→ **REQUIRED TASKS**
1/ From the article on obesity, pull out the stretch from "September 20, 2020. Elizabeth" through "the United States." word for word.
2/ List the chronic health conditions that the article on obesity gives as examples.

[[ PASSAGE PROVIDED, beginning ]]

September 20, 2020. The Daily Reflector. By Ashley Huff.
September 20, 2020. Elizabeth City Daily Advance. By Ashley Huff.
From the moment we wake up in the morning to when we are relaxing after a long day, we are continuously exposed to news regarding health care mergers and acquisitions, legislation pertaining to the Affordable Care Act and, most recently, the status of the COVID-19 pandemic. As we navigate these new circumstances, it is imperative that we do not overlook other critical, existing developments in public health. Buried under 2020’s whirlwind of headlines is the sobering reality that obesity is still on the rise in the United States.
It is no secret that the rates of chronic disease have been increasing in our country over the last few decades. In fact, almost 50% of Americans have one or more chronic health conditions such as high blood pressure, type 2 diabetes, heart disease and certain cancers. Each of these comorbidities can be traced back to the steady rise in rates of obesity since the early 90s. Over two-thirds of American adults and nearly one-third of American children are currently classified as overweight or obese. When considering the foundation behind these statistics, evidence can be traced to one major lifestyle choice: what we eat.
People are drawn to what is fast and affordable. Fast food outlets have capitalized on this concept and turned it into an industry that oppresses the American public through poor nutrition. Whether you eat out or bring fast food home to eat, these time-saving meals come with a price. Convenience foods are loaded with saturated fats and sugar. Consumption of saturated fats increases the level of LDL, or “bad” cholesterol in the blood which collects on blood vessel walls over time. This build-up decreases the amount of blood that can reach the heart, leading to the development of heart disease, the number one cause of death in our country. Added sugars pack on the pounds without providing any nutritional benefit and can be found in products you may not expect such as pasta sauce, ketchup and frozen meals.

[[ PASSAGE PROVIDED, end ]]
[[ SOURCE MATERIAL, beginning ]]

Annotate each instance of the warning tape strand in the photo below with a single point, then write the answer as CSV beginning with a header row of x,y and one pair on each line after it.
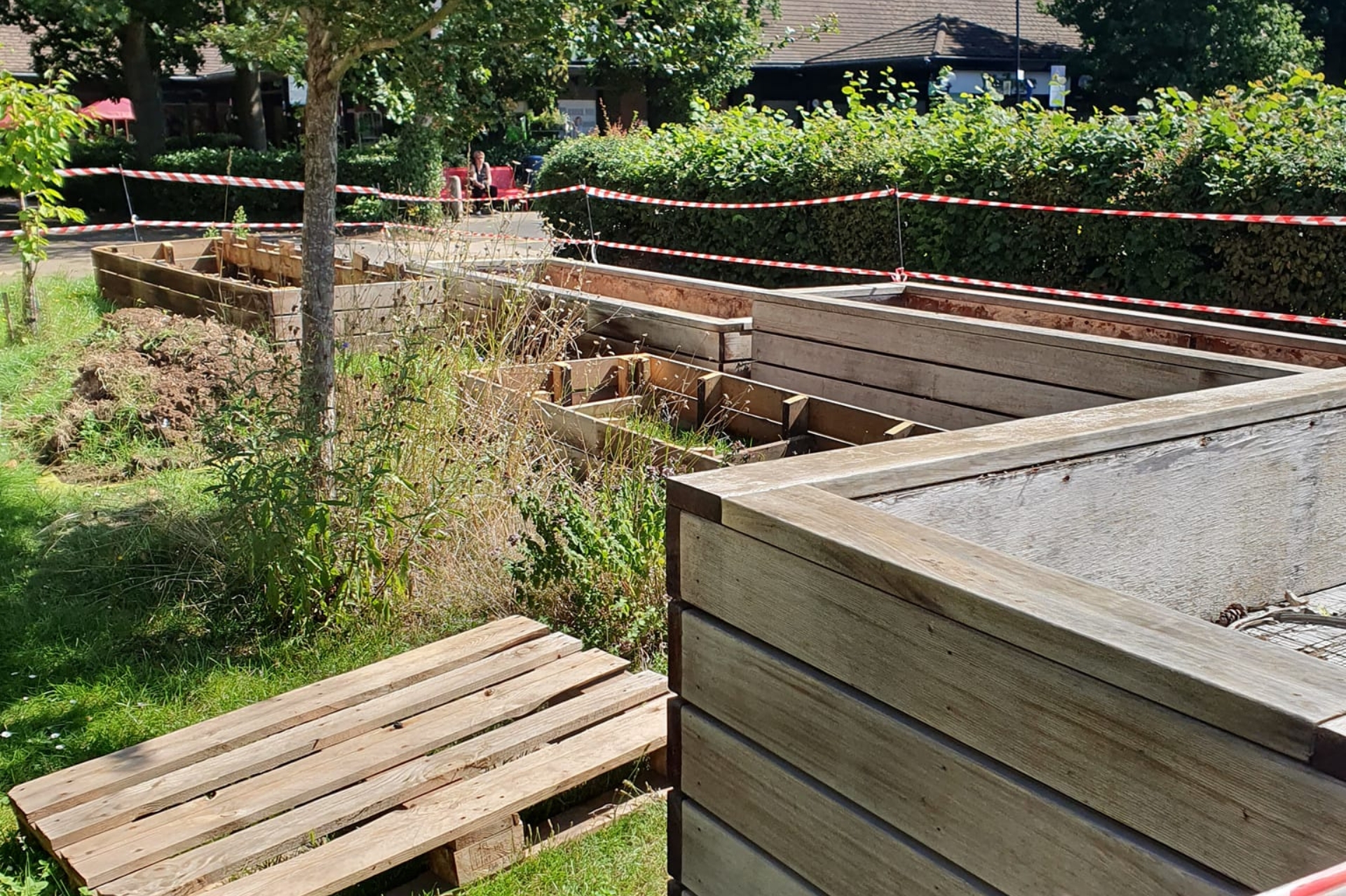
x,y
598,193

[[ SOURCE MATERIAL, end ]]

→ **RESPONSES BY TASK**
1/
September 20, 2020. Elizabeth City Daily Advance. By Ashley Huff.
From the moment we wake up in the morning to when we are relaxing after a long day, we are continuously exposed to news regarding health care mergers and acquisitions, legislation pertaining to the Affordable Care Act and, most recently, the status of the COVID-19 pandemic. As we navigate these new circumstances, it is imperative that we do not overlook other critical, existing developments in public health. Buried under 2020’s whirlwind of headlines is the sobering reality that obesity is still on the rise in the United States.

2/
- High blood pressure
- Type 2 diabetes
- Heart disease
- Certain cancers